● Source passage:
'''

In any specific situation, if the prescribed method for calibration transfer does not produce satisfactory results, the user simply begins to measure more samples on the child (transfer) instrument until the model is basically updated based on the child or transfer instrument characteristics. We have previously described the scenario in which a user has multiple products and constituents and must check each constituent for the efficacy of calibration transfer. This is accomplished by measuring 10–20 product samples for each constituent and comparing the average laboratory reference value to the average predicted value for each constituent, and then adjusting each constituent model with a new bias value, resulting in an extremely tedious and unsatisfying procedure. Such transfer of calibration is also accomplished by recalibration on the child instrument or by blending samples measured on multiple instruments into a single calibration. Although the blending approach improves method robustness (or ruggedness) for predicted results across instruments using the same calibration, it is not applicable for all applications, for analytes having small net signals, or for achieving the optimum accuracy.

How to Tell if Two Instrument Predictions, or Method Results, Are Statistically Alike

The main question when comparing parent to child instrument predictions, a reference laboratory method to an instrument prediction, or results from two completely different reference methods, is how to know if the differences are meaningful or significant and when they are not. There is always some difference expected, since an imperfect world allows for a certain amount of "natural" variation. However when are those differences considered statistically significant differences, or when are the differences too great to be acceptable? There are a number of reference papers and guides to tell us how to compute differences, diagnose their significance, and describe the types of errors involved between methods, instruments, and analytical techniques of many types. The analytical method can be based on spectroscopy and multivariate calibration methods, other instrumental methods, or even gravimetric methods. We have included several of the most noted references in the reference section of this column. One classic reference of importance for comparing methods is by Youden and Steiner (4). This reference describes some of the issues we will discuss in this column as well as details regarding collaborative laboratory tests, ranking of laboratories for accuracy, outlier determination, ruggedness tests for methods, and diagnosing the various types of errors in analytical results.

Table I: Data used for illustration, instruments (or methods A, B, C, and D)
Let us begin with a set of measurement data as shown in Table I. This is simulation data that is fairly representative of spectroscopy data following multivariate calibration. These data could refer to different methods, such as methods A, B, C, and D; or to different instruments. For our discussion we will designate that the data is from four different instruments A to D for 20 samples. The original data from a calibrated instrument is A1. The results of data transferred to other instruments is represented by B, C, and D. There are duplicate measurements for A as A1 and A2, and for B as B1 and B2, respectively. From these data we will perform an analysis and look for levels of uncertainty and acceptability for the analytical results. Note: C1 and D1 data are used in Figure 2 and will be referred to along with A2 and B2 in the next installment of this column.

'''

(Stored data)
'''

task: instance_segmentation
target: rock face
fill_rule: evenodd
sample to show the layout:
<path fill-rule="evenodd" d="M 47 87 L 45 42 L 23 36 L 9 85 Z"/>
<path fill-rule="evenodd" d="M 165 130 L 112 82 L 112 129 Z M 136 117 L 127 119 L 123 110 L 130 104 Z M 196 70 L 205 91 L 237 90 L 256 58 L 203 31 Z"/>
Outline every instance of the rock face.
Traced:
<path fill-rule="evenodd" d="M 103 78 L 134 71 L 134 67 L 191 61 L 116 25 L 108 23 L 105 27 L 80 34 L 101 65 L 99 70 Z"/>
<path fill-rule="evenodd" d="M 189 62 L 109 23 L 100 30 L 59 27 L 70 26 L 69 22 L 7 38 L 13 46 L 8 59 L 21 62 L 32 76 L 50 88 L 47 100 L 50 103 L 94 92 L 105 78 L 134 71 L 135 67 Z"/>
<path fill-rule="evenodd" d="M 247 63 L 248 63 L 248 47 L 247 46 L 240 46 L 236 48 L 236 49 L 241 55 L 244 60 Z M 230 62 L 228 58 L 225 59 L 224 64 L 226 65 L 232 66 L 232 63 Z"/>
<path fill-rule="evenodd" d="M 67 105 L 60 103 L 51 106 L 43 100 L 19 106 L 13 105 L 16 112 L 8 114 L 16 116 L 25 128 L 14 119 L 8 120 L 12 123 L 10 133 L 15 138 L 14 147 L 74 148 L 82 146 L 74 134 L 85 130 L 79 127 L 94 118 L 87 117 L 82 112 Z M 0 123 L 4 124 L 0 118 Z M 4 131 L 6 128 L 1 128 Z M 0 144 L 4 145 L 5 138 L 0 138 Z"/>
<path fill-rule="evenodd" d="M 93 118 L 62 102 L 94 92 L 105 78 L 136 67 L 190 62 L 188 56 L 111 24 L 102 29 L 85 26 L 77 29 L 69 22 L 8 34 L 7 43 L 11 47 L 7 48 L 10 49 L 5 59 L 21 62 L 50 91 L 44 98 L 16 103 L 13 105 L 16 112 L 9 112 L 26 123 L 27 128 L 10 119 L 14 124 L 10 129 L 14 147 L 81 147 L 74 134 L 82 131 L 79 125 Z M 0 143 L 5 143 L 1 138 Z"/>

'''

● Using the information:
a) In the calibration transfer text, how many product samples are measured for each constituent to check the efficacy of calibration transfer?
b) List the details that the calibration transfer text says the Youden and Steiner reference covers in addition to issues discussed in the column.

● Set of answers:
a) 10–20 product samples are measured for each constituent.

b)
- Collaborative laboratory tests
- Ranking of laboratories for accuracy
- Outlier determination
- Ruggedness tests for methods
- Diagnosing the various types of errors in analytical results